| REQUIRED ACTION |
Each entry is to be retyped exactly as it stands.

| THE RECORDS |
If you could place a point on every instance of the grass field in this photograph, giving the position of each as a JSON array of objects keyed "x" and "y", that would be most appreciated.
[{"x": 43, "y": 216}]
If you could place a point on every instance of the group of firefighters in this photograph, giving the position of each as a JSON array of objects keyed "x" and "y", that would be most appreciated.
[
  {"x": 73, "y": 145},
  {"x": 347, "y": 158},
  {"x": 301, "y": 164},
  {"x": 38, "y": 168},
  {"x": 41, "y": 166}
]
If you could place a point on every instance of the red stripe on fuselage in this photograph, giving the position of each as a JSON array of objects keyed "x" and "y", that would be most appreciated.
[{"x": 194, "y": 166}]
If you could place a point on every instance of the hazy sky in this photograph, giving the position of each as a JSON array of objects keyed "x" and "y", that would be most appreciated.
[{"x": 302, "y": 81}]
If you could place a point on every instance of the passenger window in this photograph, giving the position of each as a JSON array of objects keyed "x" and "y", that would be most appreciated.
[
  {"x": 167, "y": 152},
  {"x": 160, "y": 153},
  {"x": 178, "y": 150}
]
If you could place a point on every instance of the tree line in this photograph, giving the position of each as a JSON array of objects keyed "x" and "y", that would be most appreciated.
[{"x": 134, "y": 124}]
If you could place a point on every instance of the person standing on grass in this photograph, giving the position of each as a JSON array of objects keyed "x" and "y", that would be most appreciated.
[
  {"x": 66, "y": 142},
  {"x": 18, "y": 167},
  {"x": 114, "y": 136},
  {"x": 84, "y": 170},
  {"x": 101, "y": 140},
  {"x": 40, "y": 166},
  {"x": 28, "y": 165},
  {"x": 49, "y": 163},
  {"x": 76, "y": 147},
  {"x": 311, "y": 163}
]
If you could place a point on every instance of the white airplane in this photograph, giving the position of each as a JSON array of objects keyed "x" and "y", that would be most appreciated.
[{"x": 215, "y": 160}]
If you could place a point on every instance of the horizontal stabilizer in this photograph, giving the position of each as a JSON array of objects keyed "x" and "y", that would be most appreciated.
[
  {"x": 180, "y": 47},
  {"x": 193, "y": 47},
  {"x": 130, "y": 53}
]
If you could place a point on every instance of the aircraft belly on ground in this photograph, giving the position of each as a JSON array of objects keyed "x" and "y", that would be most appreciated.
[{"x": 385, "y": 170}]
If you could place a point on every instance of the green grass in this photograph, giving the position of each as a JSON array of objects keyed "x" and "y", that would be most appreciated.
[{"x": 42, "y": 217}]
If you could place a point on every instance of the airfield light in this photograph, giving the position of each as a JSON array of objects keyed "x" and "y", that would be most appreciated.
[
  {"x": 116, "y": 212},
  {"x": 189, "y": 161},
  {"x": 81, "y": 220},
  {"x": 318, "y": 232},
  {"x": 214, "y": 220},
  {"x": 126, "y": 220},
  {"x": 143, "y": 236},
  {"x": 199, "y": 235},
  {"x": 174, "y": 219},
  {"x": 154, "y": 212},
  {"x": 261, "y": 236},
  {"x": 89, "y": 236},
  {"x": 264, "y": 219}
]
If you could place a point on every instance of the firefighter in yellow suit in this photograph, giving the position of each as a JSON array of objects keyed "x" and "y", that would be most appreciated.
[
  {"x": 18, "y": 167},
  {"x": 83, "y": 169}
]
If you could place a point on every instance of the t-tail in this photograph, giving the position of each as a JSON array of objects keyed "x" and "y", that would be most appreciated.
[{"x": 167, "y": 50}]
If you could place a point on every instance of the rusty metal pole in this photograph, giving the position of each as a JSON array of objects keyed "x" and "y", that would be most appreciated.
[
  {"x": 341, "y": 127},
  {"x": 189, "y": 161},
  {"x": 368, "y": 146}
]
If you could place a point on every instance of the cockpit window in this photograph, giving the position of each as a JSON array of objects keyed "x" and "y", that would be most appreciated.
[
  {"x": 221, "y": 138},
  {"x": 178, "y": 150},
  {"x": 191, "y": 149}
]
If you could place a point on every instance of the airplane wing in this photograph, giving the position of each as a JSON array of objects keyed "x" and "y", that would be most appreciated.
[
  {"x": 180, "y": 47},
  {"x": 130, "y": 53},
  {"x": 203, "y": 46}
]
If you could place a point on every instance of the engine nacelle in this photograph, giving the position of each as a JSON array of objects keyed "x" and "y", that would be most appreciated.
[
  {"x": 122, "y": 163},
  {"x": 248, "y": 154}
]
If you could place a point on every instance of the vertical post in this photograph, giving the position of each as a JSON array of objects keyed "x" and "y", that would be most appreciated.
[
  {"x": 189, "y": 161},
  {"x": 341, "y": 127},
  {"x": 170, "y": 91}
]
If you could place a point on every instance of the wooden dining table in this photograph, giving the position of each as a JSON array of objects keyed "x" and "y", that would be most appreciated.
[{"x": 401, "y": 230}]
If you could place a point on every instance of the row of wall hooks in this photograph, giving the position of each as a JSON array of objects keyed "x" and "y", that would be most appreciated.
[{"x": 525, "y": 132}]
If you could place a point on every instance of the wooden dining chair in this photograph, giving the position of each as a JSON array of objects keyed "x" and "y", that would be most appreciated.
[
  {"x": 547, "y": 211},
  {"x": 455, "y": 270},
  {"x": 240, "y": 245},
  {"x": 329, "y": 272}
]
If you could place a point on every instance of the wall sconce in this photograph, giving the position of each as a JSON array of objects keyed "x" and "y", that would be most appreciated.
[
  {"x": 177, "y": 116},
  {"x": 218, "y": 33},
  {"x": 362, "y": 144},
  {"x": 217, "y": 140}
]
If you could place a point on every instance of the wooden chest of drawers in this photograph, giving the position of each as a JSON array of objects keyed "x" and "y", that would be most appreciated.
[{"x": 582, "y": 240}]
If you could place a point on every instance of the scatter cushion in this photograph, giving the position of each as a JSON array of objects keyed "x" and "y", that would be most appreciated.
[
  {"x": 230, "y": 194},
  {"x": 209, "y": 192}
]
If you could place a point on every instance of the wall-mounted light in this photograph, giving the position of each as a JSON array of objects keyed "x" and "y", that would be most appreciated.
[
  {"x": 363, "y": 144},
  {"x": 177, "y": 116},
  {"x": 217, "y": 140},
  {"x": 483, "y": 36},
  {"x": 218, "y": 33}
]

| EXERCISE RESULT |
If you could place a point on every instance of the grass field in this photograph, giving the position of each as a JSON array of objects keyed "x" and "y", that would be most appreciated.
[{"x": 43, "y": 216}]
If you could place a point on every instance of the group of firefighters in this photograph, giving the position of each as a JSON array of objects keyed "x" and "y", that would be most appreciated.
[
  {"x": 73, "y": 145},
  {"x": 347, "y": 158},
  {"x": 301, "y": 164},
  {"x": 38, "y": 168},
  {"x": 41, "y": 166}
]
If you could place a point on every instance of the red stripe on fuselage in this photograph, giving the position of each as a JSON array of objects keyed "x" and "y", that would be most appreciated.
[{"x": 194, "y": 166}]
If you could place a point on every instance of the hazy sky in this photograph, giving the position of each as a JSON array of objects keyed "x" and "y", that would be most appreciated.
[{"x": 302, "y": 81}]
If you could place a point on every instance of the passenger window in this photograph, giving the position of each as a JSON array of objects keyed "x" and "y", that would be most appreciated.
[
  {"x": 167, "y": 152},
  {"x": 160, "y": 153},
  {"x": 178, "y": 150}
]
If you could place a point on every instance of the tree line in this photograph, giving the position of each as a JSON array of objects keyed "x" and "y", that would be most appreciated.
[{"x": 134, "y": 124}]
If you could place a point on every instance of the person standing on grass in this photograph, giving the position of each as a JSON array of objects keyed "x" and "y", that would be most appreciated.
[
  {"x": 66, "y": 142},
  {"x": 18, "y": 167},
  {"x": 114, "y": 136},
  {"x": 84, "y": 170},
  {"x": 101, "y": 140},
  {"x": 40, "y": 166},
  {"x": 28, "y": 165},
  {"x": 49, "y": 163},
  {"x": 76, "y": 147},
  {"x": 311, "y": 163}
]
If you could place a point on every instance of the white airplane in this photograph, giving the position of each as a JSON array of objects keyed "x" and "y", that would be most appreciated.
[{"x": 215, "y": 160}]
If you could place a point on every instance of the horizontal stabilizer in this photograph, giving the position of each as a JSON array of objects keyed "x" and "y", that would be most appreciated.
[
  {"x": 180, "y": 47},
  {"x": 193, "y": 47},
  {"x": 130, "y": 53}
]
If you could place a point on every instance of the aircraft belly on ground in this photograph, giving the position of each as a JSON array of objects keyed "x" and "y", that would be most appreciated.
[{"x": 385, "y": 170}]
If you could place a point on every instance of the green grass in this photograph, giving the position of each as a JSON array of objects keyed "x" and "y", that would be most appreciated.
[{"x": 42, "y": 217}]
If you could place a point on every instance of the airfield light in this photograph, giving the position of each as a JSON array of objects keyed "x" and "y", that would be most appreciated.
[
  {"x": 116, "y": 212},
  {"x": 189, "y": 161},
  {"x": 81, "y": 220},
  {"x": 318, "y": 232},
  {"x": 214, "y": 220},
  {"x": 126, "y": 220},
  {"x": 143, "y": 236},
  {"x": 199, "y": 235},
  {"x": 174, "y": 219},
  {"x": 154, "y": 212},
  {"x": 261, "y": 236},
  {"x": 89, "y": 236},
  {"x": 264, "y": 219}
]
If you could place a point on every instance of the firefighter in yellow suit in this photograph, giving the position of each as a JSON array of objects keyed "x" and "y", that would be most appreciated.
[
  {"x": 18, "y": 167},
  {"x": 83, "y": 169}
]
If you could place a point on every instance of the t-tail in this photograph, giving the position of each as a JSON array of objects keyed "x" and "y", that would be most appreciated.
[{"x": 167, "y": 50}]
If you could place a point on every instance of the rusty metal pole in this photograph, giving the position of each as a JSON array of objects keyed "x" and "y", that would be most appreciated.
[
  {"x": 341, "y": 127},
  {"x": 189, "y": 161},
  {"x": 368, "y": 146}
]
If you could place a point on every instance of the cockpit window in this photograph, giving the position of each as a JSON array of objects keyed "x" and "y", that would be most appreciated.
[
  {"x": 221, "y": 138},
  {"x": 178, "y": 150},
  {"x": 191, "y": 149}
]
If you could place a point on every instance of the airplane wing in this photograph, giving the position of each as a JSON array of objects keyed "x" and "y", that would be most appreciated.
[
  {"x": 180, "y": 47},
  {"x": 130, "y": 53},
  {"x": 203, "y": 46}
]
If you could place a point on every instance of the engine nacelle in this photograph, giving the position of each as a JSON array of objects keyed "x" and "y", that would be most appreciated.
[
  {"x": 122, "y": 163},
  {"x": 248, "y": 154}
]
If you could place a point on every instance of the vertical post in this photograph, giving the position of each as a JSON array of objects keyed "x" and "y", that would be most appreciated.
[
  {"x": 189, "y": 161},
  {"x": 341, "y": 127},
  {"x": 170, "y": 91}
]
If you could place a point on every instance of the wooden dining table in this photograph, giving the position of each as a JSON array of objects keyed "x" and "y", that would be most appreciated.
[{"x": 401, "y": 230}]
If you could place a point on every instance of the row of wall hooks in this photograph, giving the position of each as a JSON array of objects keyed "x" and "y", that would be most appreciated.
[{"x": 525, "y": 132}]
If you could place a point on every instance of the wooden dining chair in this photograph, giving the position of each as a JSON array of objects keyed "x" and "y", that would be most appreciated.
[
  {"x": 547, "y": 211},
  {"x": 455, "y": 270},
  {"x": 240, "y": 245},
  {"x": 329, "y": 272}
]
If you could place a point on every instance of the wall sconce in this photograph, giving the position of each as a JSON array of objects keyed "x" and "y", that would be most appreciated.
[
  {"x": 177, "y": 116},
  {"x": 218, "y": 33},
  {"x": 362, "y": 144},
  {"x": 217, "y": 140}
]
If you could place a point on every instance of the wooden chest of drawers in this photograph, giving the position of each as a JSON array of objects keyed "x" and "y", that would be most appreciated.
[{"x": 582, "y": 240}]
If you could place a point on every instance of the scatter cushion in this photograph, giving the position of each as a JSON array of objects keyed "x" and "y", that would be most appreciated.
[
  {"x": 230, "y": 194},
  {"x": 209, "y": 192}
]
If you could place a point on every instance of the wall-mounted light in this photograph, giving the position of each as a JSON array of objects keyed "x" and "y", that would be most appreciated.
[
  {"x": 363, "y": 144},
  {"x": 177, "y": 116},
  {"x": 217, "y": 140},
  {"x": 483, "y": 36},
  {"x": 218, "y": 33}
]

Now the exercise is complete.